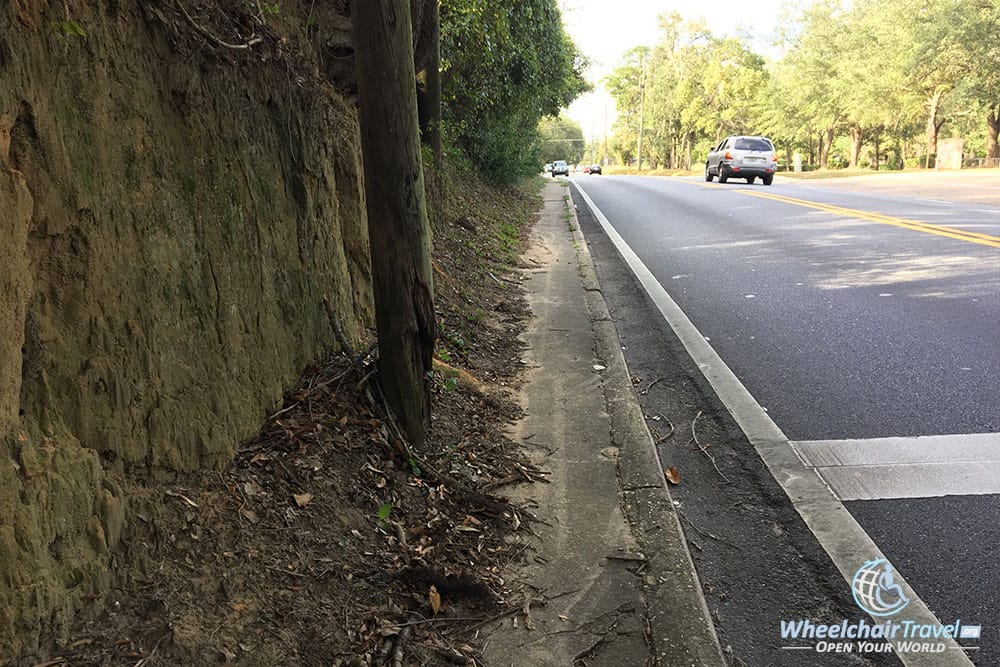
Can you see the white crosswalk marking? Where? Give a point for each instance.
(920, 467)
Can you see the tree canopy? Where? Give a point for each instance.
(889, 75)
(560, 139)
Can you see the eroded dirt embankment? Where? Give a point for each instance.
(172, 214)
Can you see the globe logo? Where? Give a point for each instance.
(876, 590)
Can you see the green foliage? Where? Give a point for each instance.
(560, 139)
(886, 73)
(68, 29)
(504, 67)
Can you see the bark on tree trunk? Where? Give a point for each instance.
(932, 125)
(397, 217)
(993, 123)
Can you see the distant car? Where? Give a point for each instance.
(742, 157)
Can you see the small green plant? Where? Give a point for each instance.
(383, 515)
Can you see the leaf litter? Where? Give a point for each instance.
(319, 545)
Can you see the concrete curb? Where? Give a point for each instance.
(680, 624)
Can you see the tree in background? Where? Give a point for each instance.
(862, 78)
(504, 66)
(560, 139)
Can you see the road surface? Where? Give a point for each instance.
(865, 318)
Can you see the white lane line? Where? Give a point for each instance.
(921, 467)
(843, 539)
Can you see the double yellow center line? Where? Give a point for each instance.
(915, 225)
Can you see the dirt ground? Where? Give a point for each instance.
(325, 542)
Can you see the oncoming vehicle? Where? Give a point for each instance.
(742, 157)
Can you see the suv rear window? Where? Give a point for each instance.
(752, 144)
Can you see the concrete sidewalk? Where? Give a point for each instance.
(612, 581)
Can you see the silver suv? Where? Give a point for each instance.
(742, 157)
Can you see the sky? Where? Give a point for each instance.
(604, 29)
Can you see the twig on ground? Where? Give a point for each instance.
(399, 644)
(707, 534)
(663, 438)
(650, 386)
(703, 448)
(256, 39)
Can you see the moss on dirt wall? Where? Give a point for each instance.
(172, 214)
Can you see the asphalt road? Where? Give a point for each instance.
(863, 321)
(840, 327)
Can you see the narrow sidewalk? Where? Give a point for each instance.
(611, 580)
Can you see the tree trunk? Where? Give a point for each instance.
(397, 218)
(932, 125)
(855, 146)
(993, 123)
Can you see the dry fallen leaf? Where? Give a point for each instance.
(673, 475)
(435, 599)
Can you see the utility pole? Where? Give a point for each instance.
(642, 104)
(605, 149)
•••••
• [Problem details]: Reproduce all of the items above word for word, leaving out the pictures.

• [Solution to this problem]:
Can you see the white crosswalk marking? Where? Give a point for each instance.
(920, 467)
Can you see the tree canopy? Where? Give a point for each instance.
(889, 75)
(560, 139)
Can you see the eroded dirt embankment? Where? Give a point for each instance.
(172, 214)
Can you see the globe logo? Where? Give a point for each instance.
(876, 590)
Can you see the green foliage? Where? Give a point for each instance.
(560, 139)
(886, 73)
(68, 29)
(504, 67)
Can you see the bark on tree trunk? Where? Give a point for each instance.
(932, 125)
(397, 217)
(993, 123)
Can you see the distant car? Where? Give a point for each instance.
(742, 157)
Can you see the small green plant? Where? Give a point for each instance.
(383, 515)
Can you see the leaf litter? Where? Give a point for each instance.
(319, 545)
Can you see the concrete curb? Where? Give a point for each instance.
(680, 624)
Can you see the tree in background? Where? Give a point for each instance.
(862, 78)
(504, 66)
(560, 139)
Can you see the road surface? Where? Give a point for each instance.
(865, 318)
Can you see the white lane line? Where? Give a point for each instance.
(921, 467)
(843, 539)
Can you see the double yellow center line? Where? Give a point for each instance.
(915, 225)
Can you see the dirt ground? Where? Give a point for each instance.
(325, 542)
Can you see the oncoming vehicle? Where? Give a point for each instance.
(742, 157)
Can you see the suv rear window? Where? Give a point for each instance.
(752, 144)
Can you see the concrete sidewalk? Where? Give a point for each instance.
(612, 581)
Can you see the silver suv? Where? Give a point for each instance.
(742, 157)
Can you see the sky? Where? Give a point for each instance.
(604, 29)
Can you see the twig on ground? Where? Give a point for each instance.
(399, 644)
(707, 534)
(663, 438)
(650, 386)
(703, 448)
(256, 39)
Can you see the moss on dirt wall? Where? Give a point for each instance.
(172, 214)
Can you see the asphalt road? Where? Give a point for each instance.
(863, 321)
(840, 327)
Can you see the narrow sidewalk? Where? Give a point for each instance.
(611, 580)
Can you see the tree trunk? Where? Give a point for each instance.
(397, 218)
(932, 125)
(855, 146)
(993, 123)
Can you see the dry fallen leaf? Where? Give a point for each instance.
(673, 475)
(435, 599)
Can you see the utility pole? Where? Give a point for each instance.
(642, 104)
(605, 149)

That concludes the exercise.